Point localization data
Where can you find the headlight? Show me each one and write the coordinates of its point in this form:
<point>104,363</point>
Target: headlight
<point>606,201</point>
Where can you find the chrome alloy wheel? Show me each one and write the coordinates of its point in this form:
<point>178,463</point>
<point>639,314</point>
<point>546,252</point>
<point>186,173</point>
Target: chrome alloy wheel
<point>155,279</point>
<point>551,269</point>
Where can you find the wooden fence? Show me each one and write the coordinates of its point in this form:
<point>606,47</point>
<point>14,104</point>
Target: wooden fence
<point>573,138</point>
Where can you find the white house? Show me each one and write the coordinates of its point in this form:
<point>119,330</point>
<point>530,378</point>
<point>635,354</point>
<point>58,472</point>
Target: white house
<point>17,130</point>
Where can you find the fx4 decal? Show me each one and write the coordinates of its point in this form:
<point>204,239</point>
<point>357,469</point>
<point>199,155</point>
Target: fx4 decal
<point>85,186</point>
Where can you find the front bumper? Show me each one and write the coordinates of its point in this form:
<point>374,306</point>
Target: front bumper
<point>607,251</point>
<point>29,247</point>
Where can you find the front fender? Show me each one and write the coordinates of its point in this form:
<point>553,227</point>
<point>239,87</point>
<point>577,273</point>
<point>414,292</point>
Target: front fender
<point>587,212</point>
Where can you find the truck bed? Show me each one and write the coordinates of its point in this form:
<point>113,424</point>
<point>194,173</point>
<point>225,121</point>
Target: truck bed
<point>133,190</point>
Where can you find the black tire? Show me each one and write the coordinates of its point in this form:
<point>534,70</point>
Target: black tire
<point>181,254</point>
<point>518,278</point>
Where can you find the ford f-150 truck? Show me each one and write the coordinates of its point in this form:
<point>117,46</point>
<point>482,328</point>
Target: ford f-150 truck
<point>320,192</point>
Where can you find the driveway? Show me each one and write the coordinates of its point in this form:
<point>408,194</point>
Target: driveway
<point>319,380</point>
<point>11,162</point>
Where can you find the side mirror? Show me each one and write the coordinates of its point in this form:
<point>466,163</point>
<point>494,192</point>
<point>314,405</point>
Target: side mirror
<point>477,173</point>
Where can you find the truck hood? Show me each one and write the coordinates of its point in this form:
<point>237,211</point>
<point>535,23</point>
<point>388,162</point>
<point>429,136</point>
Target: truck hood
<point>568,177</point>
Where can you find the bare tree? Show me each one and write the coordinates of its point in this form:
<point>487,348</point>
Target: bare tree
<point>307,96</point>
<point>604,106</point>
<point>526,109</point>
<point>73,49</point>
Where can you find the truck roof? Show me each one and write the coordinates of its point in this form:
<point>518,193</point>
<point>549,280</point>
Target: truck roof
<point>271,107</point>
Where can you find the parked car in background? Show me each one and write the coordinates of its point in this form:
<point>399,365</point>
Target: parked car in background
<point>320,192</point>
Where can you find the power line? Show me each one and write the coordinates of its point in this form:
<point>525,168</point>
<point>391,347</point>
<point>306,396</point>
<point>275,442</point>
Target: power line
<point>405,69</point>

TASK DESCRIPTION
Will you return exactly the lines above from the one with "Target: wooden fence" down to the one with "<point>535,23</point>", counting both as part of the range?

SOLUTION BELOW
Target: wooden fence
<point>573,138</point>
Where can you find the white house? Show me each one and write the coordinates of its point in this form:
<point>119,330</point>
<point>530,378</point>
<point>635,354</point>
<point>58,472</point>
Target: white house
<point>17,130</point>
Where can you find the fx4 decal? Show me each one and write the coordinates of its point in this form:
<point>204,239</point>
<point>357,469</point>
<point>199,155</point>
Target: fx4 decal
<point>85,186</point>
Where can you find the front bumper? Show me each one and write the coordinates of its point in this form:
<point>374,306</point>
Target: front bumper
<point>607,251</point>
<point>29,247</point>
Where can you find the front fender? Show me each one and write the coordinates of its point in this form:
<point>553,227</point>
<point>239,87</point>
<point>577,273</point>
<point>414,292</point>
Target: front fender
<point>587,212</point>
Where can you find the truck bed? Show me each one and write the coordinates of its point in this form:
<point>113,424</point>
<point>194,173</point>
<point>225,121</point>
Target: truck bed
<point>133,190</point>
Where can you find the black tire? Show me each one and write the coordinates of its point in this form:
<point>534,70</point>
Target: black tire
<point>181,254</point>
<point>518,278</point>
Where can you find the ford f-150 truck? Show me each one and write the coordinates of its point in this form:
<point>117,46</point>
<point>482,328</point>
Target: ford f-150 truck
<point>320,192</point>
Where can you find the driveway? Show me each one and write the coordinates of its point in this form:
<point>408,194</point>
Target: driveway
<point>319,380</point>
<point>11,162</point>
Where can you find the side mirror? Show me each one and write the coordinates of its point in this form:
<point>466,163</point>
<point>494,192</point>
<point>314,405</point>
Target: side mirror
<point>477,173</point>
Where can you find the truck hood? Show me each one and write the coordinates of its point in this form:
<point>237,211</point>
<point>535,23</point>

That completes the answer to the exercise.